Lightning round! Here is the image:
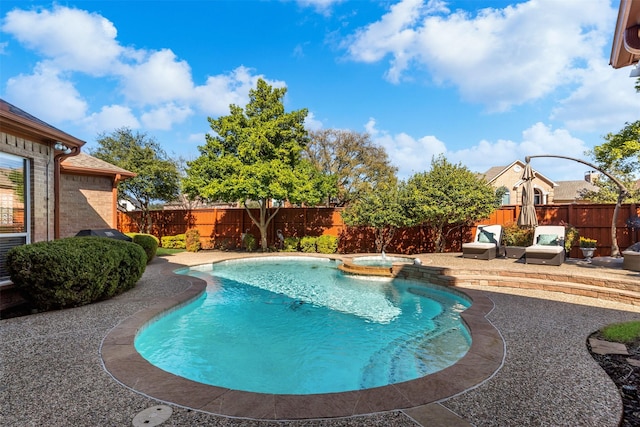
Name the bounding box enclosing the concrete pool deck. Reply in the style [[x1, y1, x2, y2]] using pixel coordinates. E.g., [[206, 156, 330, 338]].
[[2, 251, 640, 426]]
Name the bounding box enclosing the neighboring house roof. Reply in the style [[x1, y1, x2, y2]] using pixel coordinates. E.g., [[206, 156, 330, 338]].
[[554, 180, 599, 201], [482, 160, 557, 188], [61, 152, 136, 178], [610, 0, 640, 69], [0, 98, 85, 148]]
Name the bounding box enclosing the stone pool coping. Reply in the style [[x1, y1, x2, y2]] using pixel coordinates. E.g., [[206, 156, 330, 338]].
[[101, 254, 504, 420]]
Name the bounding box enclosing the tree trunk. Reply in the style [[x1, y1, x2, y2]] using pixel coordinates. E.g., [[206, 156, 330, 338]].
[[244, 199, 280, 252]]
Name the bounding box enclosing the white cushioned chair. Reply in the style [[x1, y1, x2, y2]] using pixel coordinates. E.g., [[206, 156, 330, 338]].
[[462, 224, 502, 260], [525, 225, 565, 266]]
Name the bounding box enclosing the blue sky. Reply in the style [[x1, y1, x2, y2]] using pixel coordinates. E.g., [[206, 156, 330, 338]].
[[1, 0, 638, 181]]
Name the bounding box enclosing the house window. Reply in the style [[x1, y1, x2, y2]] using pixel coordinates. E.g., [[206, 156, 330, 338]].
[[498, 186, 510, 205], [534, 188, 543, 205], [0, 152, 29, 282]]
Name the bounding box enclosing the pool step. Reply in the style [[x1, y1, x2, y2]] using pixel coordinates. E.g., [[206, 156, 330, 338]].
[[338, 262, 394, 277]]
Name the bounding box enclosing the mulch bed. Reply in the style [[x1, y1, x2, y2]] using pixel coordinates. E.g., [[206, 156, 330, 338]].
[[588, 332, 640, 427]]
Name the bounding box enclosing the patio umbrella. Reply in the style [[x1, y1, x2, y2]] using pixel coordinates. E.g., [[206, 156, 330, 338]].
[[517, 161, 538, 228]]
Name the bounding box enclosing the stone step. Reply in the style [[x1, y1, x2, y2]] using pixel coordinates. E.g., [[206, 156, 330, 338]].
[[451, 273, 640, 306]]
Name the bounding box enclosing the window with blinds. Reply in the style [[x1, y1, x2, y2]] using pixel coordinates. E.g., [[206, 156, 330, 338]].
[[0, 153, 29, 282]]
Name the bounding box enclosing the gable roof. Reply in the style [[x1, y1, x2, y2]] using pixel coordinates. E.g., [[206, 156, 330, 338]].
[[481, 160, 557, 187], [0, 98, 85, 148], [554, 180, 599, 201], [61, 152, 136, 178]]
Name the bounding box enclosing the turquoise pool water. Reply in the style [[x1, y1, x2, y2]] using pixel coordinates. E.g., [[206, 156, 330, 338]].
[[134, 257, 471, 395]]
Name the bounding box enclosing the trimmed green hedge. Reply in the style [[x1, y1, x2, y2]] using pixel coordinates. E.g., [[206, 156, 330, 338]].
[[316, 235, 338, 254], [300, 236, 318, 253], [126, 233, 159, 263], [161, 234, 186, 249], [185, 229, 201, 252], [7, 237, 147, 311], [282, 236, 300, 252]]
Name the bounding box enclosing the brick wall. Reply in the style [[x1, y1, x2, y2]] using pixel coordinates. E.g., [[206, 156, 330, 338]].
[[59, 173, 114, 237], [0, 132, 54, 242], [492, 165, 555, 204]]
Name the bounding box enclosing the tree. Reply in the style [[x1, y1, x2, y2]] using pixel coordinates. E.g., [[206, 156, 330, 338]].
[[403, 155, 501, 252], [589, 120, 640, 178], [341, 179, 411, 253], [304, 129, 397, 206], [183, 78, 328, 251], [580, 173, 640, 203], [91, 128, 180, 234]]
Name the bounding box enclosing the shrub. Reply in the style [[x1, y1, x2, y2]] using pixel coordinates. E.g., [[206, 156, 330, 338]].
[[502, 223, 534, 247], [185, 229, 201, 252], [7, 237, 146, 311], [161, 234, 186, 249], [126, 233, 159, 263], [300, 236, 318, 253], [316, 235, 338, 254], [214, 237, 236, 251], [282, 236, 300, 252], [243, 233, 257, 252]]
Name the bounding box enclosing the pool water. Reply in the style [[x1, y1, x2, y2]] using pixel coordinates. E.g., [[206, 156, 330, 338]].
[[135, 257, 471, 395]]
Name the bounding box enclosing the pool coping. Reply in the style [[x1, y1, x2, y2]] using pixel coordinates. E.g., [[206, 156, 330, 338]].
[[100, 255, 505, 421]]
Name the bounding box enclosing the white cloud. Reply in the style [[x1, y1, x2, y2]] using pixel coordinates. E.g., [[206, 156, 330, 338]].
[[295, 0, 344, 15], [365, 117, 446, 179], [5, 63, 87, 122], [449, 122, 591, 180], [304, 111, 324, 131], [551, 61, 640, 132], [1, 6, 124, 76], [366, 118, 591, 181], [121, 49, 194, 105], [84, 105, 140, 134], [193, 66, 286, 116], [141, 103, 193, 130], [344, 0, 615, 112]]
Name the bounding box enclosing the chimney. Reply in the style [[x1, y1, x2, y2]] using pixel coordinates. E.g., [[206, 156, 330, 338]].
[[584, 171, 599, 184]]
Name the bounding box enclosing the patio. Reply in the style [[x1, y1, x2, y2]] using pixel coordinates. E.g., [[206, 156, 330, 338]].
[[1, 251, 639, 426]]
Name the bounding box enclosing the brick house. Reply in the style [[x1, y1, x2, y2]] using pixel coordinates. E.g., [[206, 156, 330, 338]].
[[481, 160, 556, 205], [0, 99, 134, 286]]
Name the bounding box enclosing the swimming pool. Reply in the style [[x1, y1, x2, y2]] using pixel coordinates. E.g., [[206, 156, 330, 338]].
[[134, 257, 471, 395]]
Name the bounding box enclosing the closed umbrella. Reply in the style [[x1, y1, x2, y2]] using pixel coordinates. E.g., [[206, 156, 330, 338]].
[[517, 161, 538, 228]]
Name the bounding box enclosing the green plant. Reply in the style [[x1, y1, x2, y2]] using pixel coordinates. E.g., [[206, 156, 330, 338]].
[[214, 237, 236, 251], [282, 236, 300, 252], [300, 236, 318, 253], [601, 321, 640, 344], [316, 235, 338, 254], [6, 237, 146, 311], [502, 223, 534, 247], [126, 233, 159, 263], [580, 237, 597, 248], [161, 234, 186, 249], [185, 229, 201, 252], [243, 233, 257, 251]]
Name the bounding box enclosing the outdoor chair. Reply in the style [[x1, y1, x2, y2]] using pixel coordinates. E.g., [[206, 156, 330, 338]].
[[462, 225, 502, 260], [525, 225, 565, 266], [622, 243, 640, 272]]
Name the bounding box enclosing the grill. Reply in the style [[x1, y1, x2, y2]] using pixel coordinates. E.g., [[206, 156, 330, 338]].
[[75, 229, 132, 242]]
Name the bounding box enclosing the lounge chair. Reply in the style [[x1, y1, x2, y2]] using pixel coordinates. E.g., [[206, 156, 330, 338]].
[[525, 225, 565, 266], [462, 225, 502, 260]]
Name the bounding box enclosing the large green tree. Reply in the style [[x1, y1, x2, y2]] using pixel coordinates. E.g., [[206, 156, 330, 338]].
[[91, 128, 180, 233], [403, 155, 501, 252], [341, 179, 411, 253], [304, 129, 397, 206], [183, 78, 327, 251]]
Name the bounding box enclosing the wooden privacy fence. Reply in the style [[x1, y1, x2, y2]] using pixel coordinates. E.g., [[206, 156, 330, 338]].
[[118, 203, 640, 256]]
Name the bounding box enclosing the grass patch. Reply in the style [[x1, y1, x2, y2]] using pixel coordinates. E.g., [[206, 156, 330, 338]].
[[601, 321, 640, 343], [156, 247, 185, 257]]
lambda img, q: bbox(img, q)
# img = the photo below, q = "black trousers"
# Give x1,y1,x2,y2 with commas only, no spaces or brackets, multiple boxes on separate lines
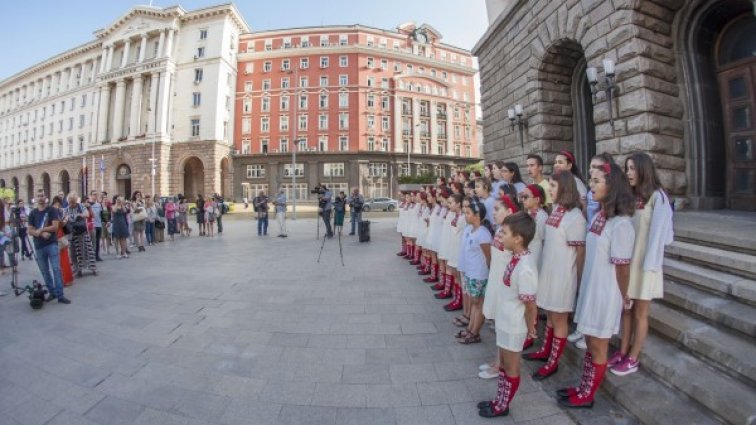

§ Exercise instructions
Please copy, exactly as written, every line in the listing above from the line with "Name the bounding box enclosing the swimming" up to and including the line with "# img = the".

§ Output for this task
Name the bounding box enclosing the swimming pool. Reply in the style [[x1, y1, x2, y2]] using pixel coordinates. E.g., [[206, 156, 330, 338]].
[[134, 257, 471, 395]]
Name the bounding box enclosing the closed umbrella. Reply in the style [[x1, y1, x2, y2]] using pixel coordinates. E.g., [[206, 156, 330, 338]].
[[517, 161, 538, 228]]
Name the bounding box enclosing the green plant. Reply in the style [[x1, y1, x2, y2]] using pixel coordinates. E.g., [[206, 156, 330, 338]].
[[214, 237, 236, 251], [282, 236, 300, 252], [300, 236, 318, 253], [601, 321, 640, 344], [316, 235, 338, 254], [6, 237, 146, 311], [502, 223, 534, 247], [126, 233, 159, 263], [580, 237, 597, 248], [161, 234, 186, 249], [185, 229, 201, 252], [243, 233, 257, 251]]
Name the bounding box enclosing the outdoor chair. Reply in the style [[x1, y1, x2, y2]] using pixel coordinates. E.g., [[206, 156, 330, 338]].
[[462, 225, 502, 260], [525, 225, 565, 266], [622, 243, 640, 272]]
Name the bounding box enclosing the grill. Reply in the style [[x1, y1, x2, y2]] using pixel coordinates. E.g., [[206, 156, 330, 338]].
[[75, 229, 132, 242]]
Name the bounding box enclosing the lounge chair. Reply in the style [[x1, y1, x2, y2]] using pixel coordinates. E.g., [[206, 156, 330, 338]].
[[525, 225, 565, 266], [462, 225, 502, 260]]
Name the bounding box enclosing the large green tree. Reply in the style [[x1, y1, x2, y2]] using pixel coordinates. E.g., [[206, 156, 330, 338]].
[[91, 128, 180, 233], [403, 155, 501, 252], [341, 179, 411, 253], [304, 129, 397, 206], [183, 78, 327, 251]]
Name the bounding box enclosing the wooden privacy fence. Reply in the style [[x1, y1, x2, y2]] using pixel coordinates. E.g., [[206, 156, 330, 338]].
[[118, 203, 640, 256]]
Name the bounding box enclosing the grass patch. Reply in the style [[x1, y1, x2, y2]] using pixel coordinates. E.g., [[206, 156, 330, 338]].
[[601, 321, 640, 343], [156, 247, 185, 257]]
lambda img, q: bbox(img, q)
# img = the photo below, q = "black trousers"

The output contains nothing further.